Page text:
>>>

First, OCC's Clearing Member Trade Assignment (“CMTA”) process allows a Clearing Member that executes a securities options trade (i.e., the Executing Clearing Member) to send the trade directly through OCC to another Clearing Member for clearance and settlement (i.e., the Carrying Clearing Member).[5] Under the CMTA process, an Executing Clearing Member may send options trades directly to a Carrying Clearing Member's omnibus accounts at OCC for clearance and settlement without providing information identifying the specific accounts to which the trade should be assigned. Second, in the “give-up” process, a broker may execute a transaction on an exchange and then assign that transaction to a Clearing Member's omnibus account. Specifically, for customer transactions, a broker who is not an OCC Clearing Member may execute a customer's trade and then “give-up” the trade to the customer's clearing broker, which must be an OCC Clearing Member, without identifying the customer for whom the transaction was executed. Similarly, a trading desk within a Clearing Member Group may execute a non-customer trade and send it to a Clearing Member's omnibus firm account without clearly identifying the account to which the trade should be allocated.[6] Finally, a broker-dealer who participates in a joint back office arrangement with a Clearing Member could execute a non-customer trade that then clears directly in a Clearing Member's omnibus firm account. Transactions executed in this way, as part of a joint back office arrangement with a Clearing Member, could result in a Clearing Member's receipt of a non-customer trade in its omnibus firm account without a clear indication of the account to which the Clearing Member should assign the trade.

<<<

Excerpts from point annotation data:
>>>

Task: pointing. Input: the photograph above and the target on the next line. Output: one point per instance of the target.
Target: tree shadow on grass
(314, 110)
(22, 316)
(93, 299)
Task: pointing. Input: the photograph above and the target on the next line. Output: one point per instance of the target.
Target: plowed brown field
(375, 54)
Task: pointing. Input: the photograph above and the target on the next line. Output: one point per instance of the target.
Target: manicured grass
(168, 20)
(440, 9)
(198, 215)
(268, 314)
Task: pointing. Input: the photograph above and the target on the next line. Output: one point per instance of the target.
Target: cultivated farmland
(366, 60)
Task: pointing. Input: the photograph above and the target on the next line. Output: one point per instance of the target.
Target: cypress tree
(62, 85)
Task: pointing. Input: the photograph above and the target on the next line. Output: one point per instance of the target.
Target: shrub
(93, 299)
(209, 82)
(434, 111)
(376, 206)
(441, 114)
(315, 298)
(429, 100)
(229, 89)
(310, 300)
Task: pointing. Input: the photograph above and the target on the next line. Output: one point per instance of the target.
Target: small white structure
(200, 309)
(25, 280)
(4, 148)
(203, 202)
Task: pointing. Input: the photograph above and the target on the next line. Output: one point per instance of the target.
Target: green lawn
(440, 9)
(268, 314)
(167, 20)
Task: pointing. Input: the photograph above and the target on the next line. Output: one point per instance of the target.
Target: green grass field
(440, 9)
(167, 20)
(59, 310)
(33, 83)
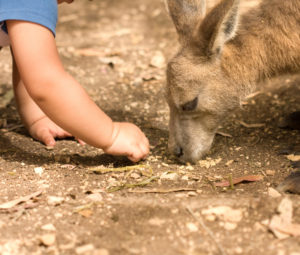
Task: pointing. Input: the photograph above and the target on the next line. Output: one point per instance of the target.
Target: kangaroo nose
(178, 151)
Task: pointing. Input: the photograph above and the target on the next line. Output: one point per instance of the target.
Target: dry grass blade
(163, 190)
(15, 202)
(132, 185)
(231, 181)
(254, 125)
(103, 170)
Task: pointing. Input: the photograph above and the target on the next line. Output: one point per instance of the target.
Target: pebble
(273, 193)
(192, 227)
(84, 248)
(169, 176)
(53, 200)
(48, 239)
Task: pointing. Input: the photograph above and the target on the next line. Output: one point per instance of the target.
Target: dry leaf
(247, 178)
(15, 202)
(293, 157)
(254, 125)
(86, 213)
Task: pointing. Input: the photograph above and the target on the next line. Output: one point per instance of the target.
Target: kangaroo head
(199, 92)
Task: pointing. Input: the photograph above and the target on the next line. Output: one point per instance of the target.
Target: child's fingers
(46, 137)
(81, 142)
(140, 153)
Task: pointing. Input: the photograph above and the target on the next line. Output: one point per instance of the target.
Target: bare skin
(40, 83)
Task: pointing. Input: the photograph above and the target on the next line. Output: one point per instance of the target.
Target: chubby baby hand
(128, 140)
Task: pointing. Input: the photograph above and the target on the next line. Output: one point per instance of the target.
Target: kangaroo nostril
(178, 151)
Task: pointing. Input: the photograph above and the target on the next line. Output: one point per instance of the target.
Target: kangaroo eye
(191, 105)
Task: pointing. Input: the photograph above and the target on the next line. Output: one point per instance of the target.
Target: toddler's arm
(62, 98)
(37, 123)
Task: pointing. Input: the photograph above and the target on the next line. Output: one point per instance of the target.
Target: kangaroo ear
(186, 14)
(219, 26)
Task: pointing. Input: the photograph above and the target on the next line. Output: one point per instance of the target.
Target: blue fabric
(43, 12)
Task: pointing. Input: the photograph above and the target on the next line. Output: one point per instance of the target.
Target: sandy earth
(117, 50)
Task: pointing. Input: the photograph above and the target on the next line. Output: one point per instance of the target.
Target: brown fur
(221, 59)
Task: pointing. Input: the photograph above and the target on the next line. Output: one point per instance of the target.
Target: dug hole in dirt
(76, 200)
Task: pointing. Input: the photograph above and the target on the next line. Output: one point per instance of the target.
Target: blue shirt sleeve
(43, 12)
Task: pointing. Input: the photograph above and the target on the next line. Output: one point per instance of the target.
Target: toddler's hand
(45, 130)
(128, 140)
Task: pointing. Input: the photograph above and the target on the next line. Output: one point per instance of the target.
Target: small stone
(48, 227)
(53, 200)
(48, 239)
(230, 225)
(273, 193)
(101, 252)
(192, 227)
(39, 170)
(96, 197)
(270, 172)
(169, 176)
(156, 221)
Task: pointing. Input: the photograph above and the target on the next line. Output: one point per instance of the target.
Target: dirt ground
(85, 202)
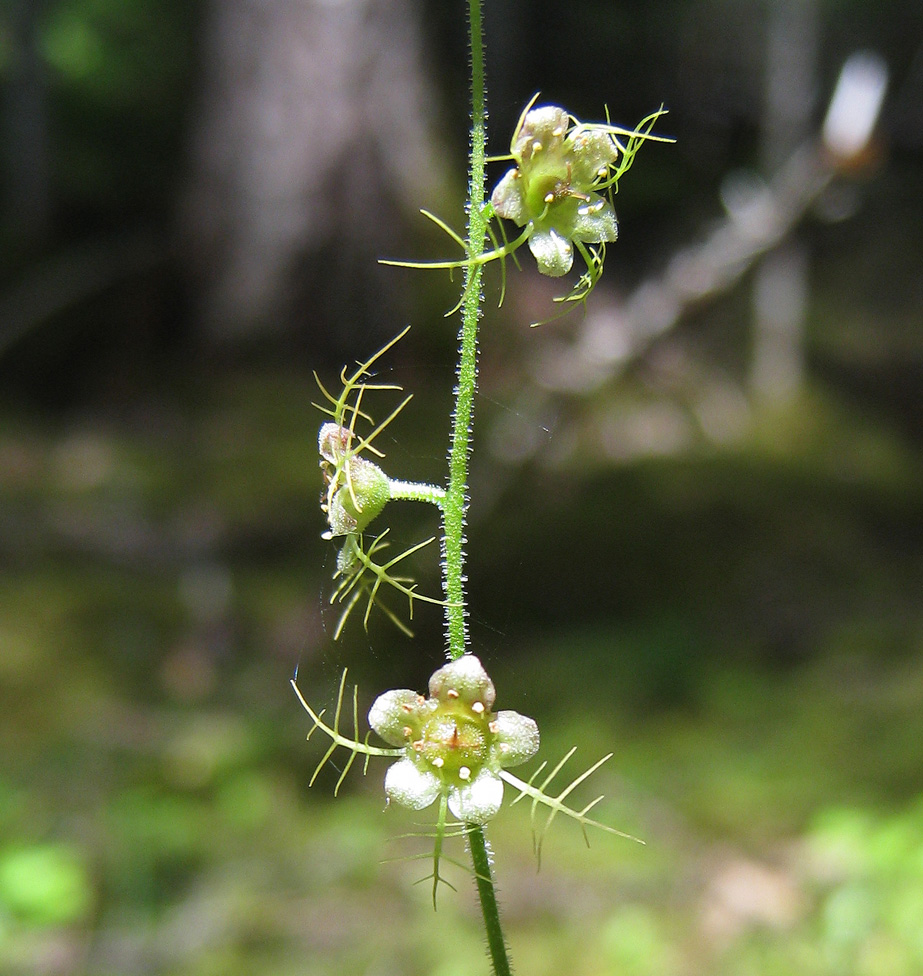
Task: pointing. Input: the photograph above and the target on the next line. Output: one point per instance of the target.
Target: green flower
(454, 744)
(357, 490)
(553, 188)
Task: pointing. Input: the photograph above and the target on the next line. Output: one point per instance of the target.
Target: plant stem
(456, 498)
(480, 860)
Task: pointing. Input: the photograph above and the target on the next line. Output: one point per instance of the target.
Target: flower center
(454, 744)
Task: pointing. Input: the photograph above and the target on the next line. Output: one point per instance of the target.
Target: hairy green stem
(456, 498)
(480, 860)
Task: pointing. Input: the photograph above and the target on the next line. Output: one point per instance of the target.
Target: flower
(454, 744)
(357, 489)
(552, 189)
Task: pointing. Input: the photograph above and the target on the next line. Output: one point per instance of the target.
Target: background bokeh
(696, 530)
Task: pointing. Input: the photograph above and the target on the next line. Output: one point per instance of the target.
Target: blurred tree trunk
(780, 294)
(314, 136)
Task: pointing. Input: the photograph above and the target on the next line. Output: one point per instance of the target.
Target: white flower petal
(595, 221)
(553, 253)
(463, 678)
(593, 150)
(392, 712)
(479, 800)
(517, 738)
(411, 787)
(507, 198)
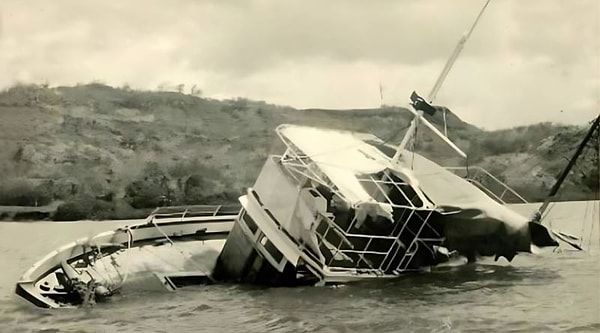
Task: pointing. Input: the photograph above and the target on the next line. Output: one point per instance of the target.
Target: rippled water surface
(549, 291)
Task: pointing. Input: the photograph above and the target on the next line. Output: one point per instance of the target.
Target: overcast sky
(527, 61)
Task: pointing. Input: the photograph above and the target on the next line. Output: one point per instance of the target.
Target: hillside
(103, 152)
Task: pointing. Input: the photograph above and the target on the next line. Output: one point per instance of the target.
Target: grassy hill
(103, 152)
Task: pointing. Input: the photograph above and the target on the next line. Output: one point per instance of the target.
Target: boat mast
(433, 93)
(537, 217)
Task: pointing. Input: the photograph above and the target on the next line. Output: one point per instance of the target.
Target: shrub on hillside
(82, 209)
(150, 191)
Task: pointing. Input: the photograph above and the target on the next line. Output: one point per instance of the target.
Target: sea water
(553, 290)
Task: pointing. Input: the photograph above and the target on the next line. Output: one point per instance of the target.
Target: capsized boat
(173, 247)
(340, 206)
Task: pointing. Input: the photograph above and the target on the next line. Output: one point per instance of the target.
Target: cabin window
(275, 254)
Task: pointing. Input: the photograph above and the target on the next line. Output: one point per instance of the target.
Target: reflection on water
(551, 291)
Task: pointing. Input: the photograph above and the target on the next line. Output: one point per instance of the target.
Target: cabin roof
(340, 155)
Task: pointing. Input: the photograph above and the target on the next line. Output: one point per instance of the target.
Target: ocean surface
(551, 291)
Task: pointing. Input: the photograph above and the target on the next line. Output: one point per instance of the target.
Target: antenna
(433, 93)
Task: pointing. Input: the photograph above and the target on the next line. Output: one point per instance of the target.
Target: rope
(129, 242)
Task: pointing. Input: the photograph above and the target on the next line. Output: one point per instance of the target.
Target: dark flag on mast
(420, 104)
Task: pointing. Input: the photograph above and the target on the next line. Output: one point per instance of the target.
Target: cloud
(525, 62)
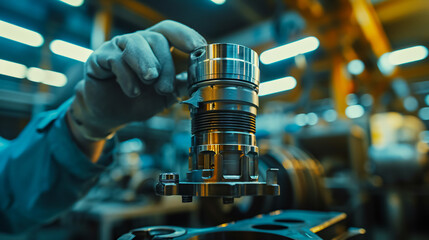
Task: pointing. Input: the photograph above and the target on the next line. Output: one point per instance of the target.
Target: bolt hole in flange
(282, 220)
(269, 227)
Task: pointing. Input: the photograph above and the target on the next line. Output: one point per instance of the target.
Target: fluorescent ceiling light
(312, 118)
(407, 55)
(47, 77)
(424, 113)
(330, 115)
(355, 111)
(74, 3)
(218, 2)
(12, 69)
(388, 61)
(289, 50)
(21, 35)
(70, 50)
(276, 86)
(355, 67)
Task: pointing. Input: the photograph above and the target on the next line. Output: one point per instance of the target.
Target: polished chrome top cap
(224, 61)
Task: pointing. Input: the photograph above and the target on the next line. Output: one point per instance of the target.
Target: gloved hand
(130, 78)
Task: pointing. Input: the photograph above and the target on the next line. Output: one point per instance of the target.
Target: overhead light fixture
(388, 61)
(355, 111)
(355, 67)
(407, 55)
(312, 118)
(70, 50)
(12, 69)
(20, 34)
(301, 119)
(46, 77)
(277, 86)
(424, 113)
(218, 2)
(289, 50)
(330, 115)
(74, 3)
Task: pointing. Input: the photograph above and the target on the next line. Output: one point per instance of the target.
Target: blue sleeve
(43, 172)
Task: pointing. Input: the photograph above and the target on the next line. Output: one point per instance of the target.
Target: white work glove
(130, 78)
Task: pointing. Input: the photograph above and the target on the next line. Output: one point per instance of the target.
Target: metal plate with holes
(278, 225)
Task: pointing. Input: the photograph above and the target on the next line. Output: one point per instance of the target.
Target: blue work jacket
(43, 172)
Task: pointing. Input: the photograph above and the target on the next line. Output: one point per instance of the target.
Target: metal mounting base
(169, 185)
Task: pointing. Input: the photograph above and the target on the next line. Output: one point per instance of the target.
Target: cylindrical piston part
(223, 106)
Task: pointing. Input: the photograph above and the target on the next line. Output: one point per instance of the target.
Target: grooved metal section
(223, 121)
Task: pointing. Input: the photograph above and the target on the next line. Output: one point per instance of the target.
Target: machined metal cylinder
(223, 158)
(223, 107)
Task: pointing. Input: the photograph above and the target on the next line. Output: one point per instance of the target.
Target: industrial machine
(223, 160)
(278, 225)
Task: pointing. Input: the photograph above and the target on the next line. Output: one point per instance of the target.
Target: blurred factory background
(344, 108)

<<<

Directive 1: In the passage above on OCC trade assignment processes, what must a customer's clearing broker be under the "give-up" process?
Directive 2: Carry the passage above on OCC trade assignment processes forward from its final sentence.

Expected answer 1: An OCC Clearing Member.

Expected answer 2:
According to OCC, Clearing Members have raised concerns regarding the timely account identification for trades that a Clearing Member receives through the CMTA, give-up, and joint back office processes.[7] OCC proposes to require the inclusion of an “Actionable Identifier” for all transactions related to a customer account or a non-customer account, Start Printed Page 20690other than Market-Maker transactions,[8] which OCC believes would allow Clearing Members to more timely identify trades as attributable to a particular customer or non-customer account.[9] As defined in the proposed amendment to Rule 401, the Actionable Identifier would consist of either a name, series of numbers, or other identifying information related to the account for which the transaction was executed. OCC would also require that each Clearing Member establish and maintain policies and procedures reasonably designed to include sufficient information in the Actionable Identifier regarding the account that originated the trade to allow the other Clearing Member to promptly clear the transaction.[10] OCC would enforce the Actionable Identifier related requirements through: (1) an annual Clearing Member certification process; and (2) a review of Actionable Identifier policies and procedures during OCC's periodic Clearing Member examinations.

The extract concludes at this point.